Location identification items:
• • •
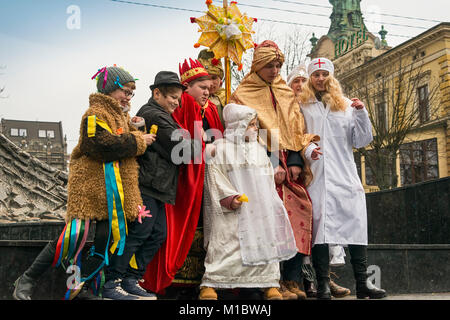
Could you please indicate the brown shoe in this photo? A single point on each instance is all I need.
(272, 294)
(207, 293)
(293, 287)
(338, 291)
(286, 293)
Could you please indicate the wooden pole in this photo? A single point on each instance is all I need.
(227, 67)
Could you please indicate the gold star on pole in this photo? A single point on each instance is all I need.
(227, 33)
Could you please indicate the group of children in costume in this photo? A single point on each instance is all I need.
(149, 180)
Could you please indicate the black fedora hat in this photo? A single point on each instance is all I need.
(166, 78)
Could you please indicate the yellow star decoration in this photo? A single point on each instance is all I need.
(227, 32)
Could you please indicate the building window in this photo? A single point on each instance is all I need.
(419, 161)
(382, 117)
(424, 110)
(370, 177)
(357, 157)
(50, 134)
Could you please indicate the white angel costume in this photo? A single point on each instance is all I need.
(244, 246)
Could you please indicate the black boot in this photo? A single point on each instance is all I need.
(321, 263)
(358, 259)
(309, 285)
(25, 283)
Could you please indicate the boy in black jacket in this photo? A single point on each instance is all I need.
(158, 176)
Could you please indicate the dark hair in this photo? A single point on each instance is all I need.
(167, 89)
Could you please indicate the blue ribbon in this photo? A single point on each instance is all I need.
(73, 239)
(113, 197)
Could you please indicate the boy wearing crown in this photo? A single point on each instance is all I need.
(199, 117)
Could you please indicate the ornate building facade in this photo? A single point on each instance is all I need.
(406, 90)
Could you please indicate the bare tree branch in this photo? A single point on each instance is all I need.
(392, 101)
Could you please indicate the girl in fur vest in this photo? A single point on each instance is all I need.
(102, 188)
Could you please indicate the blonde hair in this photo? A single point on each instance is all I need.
(333, 94)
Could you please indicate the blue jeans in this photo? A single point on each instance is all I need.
(143, 240)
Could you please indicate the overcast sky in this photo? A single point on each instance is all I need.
(47, 55)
• • •
Exactly and exclusively, repeat the lines from the line that contains "Could you please indicate the white" through the end of the records, both ends included.

### Exercise answer:
Could you please indicate the white angel costume in this photo? A single point on each instance is all I need.
(244, 246)
Could you please indicate the black boot in this photo? A single point on each instance is all I need.
(321, 263)
(358, 259)
(309, 285)
(25, 283)
Could you please indicate the boy in black jacket in this photo? A single point on each instance is all I need.
(158, 176)
Could you please indicate the dark hair in this photo? A single point on each instance is all I need.
(167, 89)
Could you please indicate the blue ribbon in this photo? A single point on each instance is all I need.
(73, 239)
(113, 197)
Could you please indicate the boy wearing crown in this photo? A single point on each instance is all I need.
(199, 117)
Could you please indicate the ornate building facade in this photo? A single point on each instance is all I need.
(406, 90)
Could you please indicate the bare tree branch in this photo? A single point on each instance is all I need.
(392, 101)
Could you please indicate the girl in fur vest in this photo? A single point on each instance is all I need.
(102, 188)
Could you please indicate the blonde hair in this photo? A single point on each instance is all I need.
(333, 94)
Could you please indicate the blue jeans in this photo? A single point on each instance is all I need.
(143, 240)
Could you please indicate the overcast sky in this photo? A single point on each instance is all I need.
(47, 55)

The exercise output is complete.